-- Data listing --

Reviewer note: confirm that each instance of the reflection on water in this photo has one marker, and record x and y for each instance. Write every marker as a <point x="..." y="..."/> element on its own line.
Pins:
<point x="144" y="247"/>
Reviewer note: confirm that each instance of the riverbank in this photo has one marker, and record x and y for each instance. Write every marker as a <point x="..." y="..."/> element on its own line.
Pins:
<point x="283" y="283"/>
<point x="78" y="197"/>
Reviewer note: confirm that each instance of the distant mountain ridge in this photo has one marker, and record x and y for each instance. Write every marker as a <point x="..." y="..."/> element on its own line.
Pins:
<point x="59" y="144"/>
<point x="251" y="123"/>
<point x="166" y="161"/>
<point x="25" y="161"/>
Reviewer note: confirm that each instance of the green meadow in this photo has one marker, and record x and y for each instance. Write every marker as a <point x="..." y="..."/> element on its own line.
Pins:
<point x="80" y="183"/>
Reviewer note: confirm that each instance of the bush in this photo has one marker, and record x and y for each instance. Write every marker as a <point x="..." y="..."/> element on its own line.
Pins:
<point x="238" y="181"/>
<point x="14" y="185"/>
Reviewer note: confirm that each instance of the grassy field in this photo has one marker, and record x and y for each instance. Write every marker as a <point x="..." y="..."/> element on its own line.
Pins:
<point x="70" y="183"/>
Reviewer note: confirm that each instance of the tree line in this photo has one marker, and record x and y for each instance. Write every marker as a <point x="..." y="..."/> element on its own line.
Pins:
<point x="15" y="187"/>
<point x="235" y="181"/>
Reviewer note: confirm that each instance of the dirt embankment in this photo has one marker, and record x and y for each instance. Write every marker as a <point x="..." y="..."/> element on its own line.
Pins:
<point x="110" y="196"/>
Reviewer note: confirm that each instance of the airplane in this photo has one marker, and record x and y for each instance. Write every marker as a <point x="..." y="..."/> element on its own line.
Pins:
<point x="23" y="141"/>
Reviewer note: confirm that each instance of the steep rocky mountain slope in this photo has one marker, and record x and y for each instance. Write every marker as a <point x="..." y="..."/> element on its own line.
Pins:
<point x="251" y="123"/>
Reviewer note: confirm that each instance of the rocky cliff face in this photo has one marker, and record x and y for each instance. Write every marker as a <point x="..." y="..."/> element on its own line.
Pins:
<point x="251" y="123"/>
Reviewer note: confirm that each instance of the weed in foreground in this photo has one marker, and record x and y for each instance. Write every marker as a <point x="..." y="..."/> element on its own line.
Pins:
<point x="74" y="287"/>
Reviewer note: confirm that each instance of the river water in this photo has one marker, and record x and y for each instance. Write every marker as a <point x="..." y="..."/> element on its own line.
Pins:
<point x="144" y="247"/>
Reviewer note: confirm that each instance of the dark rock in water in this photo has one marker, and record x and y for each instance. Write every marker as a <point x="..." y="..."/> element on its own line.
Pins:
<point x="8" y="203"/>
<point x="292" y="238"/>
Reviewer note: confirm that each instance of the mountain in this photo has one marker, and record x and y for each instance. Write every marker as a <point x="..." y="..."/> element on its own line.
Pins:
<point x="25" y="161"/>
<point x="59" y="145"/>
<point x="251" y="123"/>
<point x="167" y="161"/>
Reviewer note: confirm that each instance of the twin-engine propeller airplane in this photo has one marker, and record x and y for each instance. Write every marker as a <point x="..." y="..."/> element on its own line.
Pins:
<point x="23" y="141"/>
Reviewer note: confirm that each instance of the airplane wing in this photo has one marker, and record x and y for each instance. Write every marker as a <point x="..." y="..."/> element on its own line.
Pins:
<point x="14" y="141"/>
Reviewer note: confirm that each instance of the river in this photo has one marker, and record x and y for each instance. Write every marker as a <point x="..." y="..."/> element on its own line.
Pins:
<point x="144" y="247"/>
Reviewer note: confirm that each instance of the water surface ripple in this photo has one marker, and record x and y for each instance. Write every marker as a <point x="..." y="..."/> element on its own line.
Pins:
---
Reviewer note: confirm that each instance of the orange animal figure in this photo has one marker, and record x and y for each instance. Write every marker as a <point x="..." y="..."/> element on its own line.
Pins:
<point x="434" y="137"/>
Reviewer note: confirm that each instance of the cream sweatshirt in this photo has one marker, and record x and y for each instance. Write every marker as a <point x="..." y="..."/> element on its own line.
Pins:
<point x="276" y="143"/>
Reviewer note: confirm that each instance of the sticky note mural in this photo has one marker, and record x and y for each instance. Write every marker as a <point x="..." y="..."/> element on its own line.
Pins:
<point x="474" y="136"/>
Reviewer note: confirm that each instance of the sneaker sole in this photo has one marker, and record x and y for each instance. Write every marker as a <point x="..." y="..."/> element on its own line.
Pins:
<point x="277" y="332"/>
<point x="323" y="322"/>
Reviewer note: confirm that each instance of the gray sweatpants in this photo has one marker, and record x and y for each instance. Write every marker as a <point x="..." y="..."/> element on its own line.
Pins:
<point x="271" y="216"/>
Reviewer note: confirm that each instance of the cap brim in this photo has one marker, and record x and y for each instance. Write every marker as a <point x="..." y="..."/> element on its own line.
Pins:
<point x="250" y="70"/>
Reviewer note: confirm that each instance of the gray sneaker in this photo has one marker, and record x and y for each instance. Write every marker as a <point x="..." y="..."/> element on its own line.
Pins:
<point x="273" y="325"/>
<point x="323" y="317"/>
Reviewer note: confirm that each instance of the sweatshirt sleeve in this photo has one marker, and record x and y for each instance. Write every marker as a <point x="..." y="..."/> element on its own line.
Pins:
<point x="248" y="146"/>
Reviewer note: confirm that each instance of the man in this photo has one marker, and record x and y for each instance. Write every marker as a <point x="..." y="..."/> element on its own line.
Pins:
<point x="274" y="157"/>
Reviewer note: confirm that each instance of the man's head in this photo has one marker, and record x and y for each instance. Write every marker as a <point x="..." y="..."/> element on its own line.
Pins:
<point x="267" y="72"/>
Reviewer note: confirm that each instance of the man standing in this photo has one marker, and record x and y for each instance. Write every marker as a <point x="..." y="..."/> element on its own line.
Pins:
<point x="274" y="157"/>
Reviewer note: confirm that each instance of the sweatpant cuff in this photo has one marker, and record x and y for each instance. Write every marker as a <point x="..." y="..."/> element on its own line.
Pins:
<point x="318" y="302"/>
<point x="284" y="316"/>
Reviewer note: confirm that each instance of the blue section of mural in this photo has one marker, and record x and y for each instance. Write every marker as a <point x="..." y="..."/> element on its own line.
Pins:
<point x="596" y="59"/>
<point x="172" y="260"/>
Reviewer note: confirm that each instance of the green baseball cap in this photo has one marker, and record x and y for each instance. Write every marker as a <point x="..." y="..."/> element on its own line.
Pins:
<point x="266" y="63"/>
...
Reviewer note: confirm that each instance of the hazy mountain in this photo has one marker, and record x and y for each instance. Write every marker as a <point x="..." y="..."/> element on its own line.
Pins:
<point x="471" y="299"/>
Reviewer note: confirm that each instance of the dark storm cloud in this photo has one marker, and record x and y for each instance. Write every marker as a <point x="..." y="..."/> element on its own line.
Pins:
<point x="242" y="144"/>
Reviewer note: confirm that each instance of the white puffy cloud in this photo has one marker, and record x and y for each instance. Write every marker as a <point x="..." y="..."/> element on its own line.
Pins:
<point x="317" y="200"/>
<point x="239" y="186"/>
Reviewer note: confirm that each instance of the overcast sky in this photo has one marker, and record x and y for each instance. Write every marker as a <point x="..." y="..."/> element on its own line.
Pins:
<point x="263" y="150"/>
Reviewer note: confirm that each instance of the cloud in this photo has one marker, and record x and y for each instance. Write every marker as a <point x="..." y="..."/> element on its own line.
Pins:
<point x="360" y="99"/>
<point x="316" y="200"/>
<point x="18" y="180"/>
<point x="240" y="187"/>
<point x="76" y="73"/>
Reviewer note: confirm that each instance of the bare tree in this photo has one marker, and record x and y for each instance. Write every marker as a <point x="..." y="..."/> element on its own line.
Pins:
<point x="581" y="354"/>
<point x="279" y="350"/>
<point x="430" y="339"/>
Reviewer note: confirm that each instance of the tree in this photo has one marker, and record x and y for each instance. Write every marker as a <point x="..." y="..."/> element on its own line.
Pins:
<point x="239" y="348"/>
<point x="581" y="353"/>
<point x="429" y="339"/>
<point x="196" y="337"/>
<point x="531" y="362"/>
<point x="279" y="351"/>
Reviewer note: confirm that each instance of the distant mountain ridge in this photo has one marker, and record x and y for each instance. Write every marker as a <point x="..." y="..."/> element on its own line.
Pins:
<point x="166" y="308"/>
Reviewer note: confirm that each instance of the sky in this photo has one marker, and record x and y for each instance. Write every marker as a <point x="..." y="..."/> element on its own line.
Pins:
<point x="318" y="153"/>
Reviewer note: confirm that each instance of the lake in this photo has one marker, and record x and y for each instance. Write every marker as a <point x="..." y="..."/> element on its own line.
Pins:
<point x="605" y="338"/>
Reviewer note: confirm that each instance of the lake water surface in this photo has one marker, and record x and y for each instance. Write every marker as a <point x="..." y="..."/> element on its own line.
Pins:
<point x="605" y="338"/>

-- PROBLEM --
Count how many lines in the data above contain the string "green", matching case exactly, and give only that number.

-- TASK RESULT --
2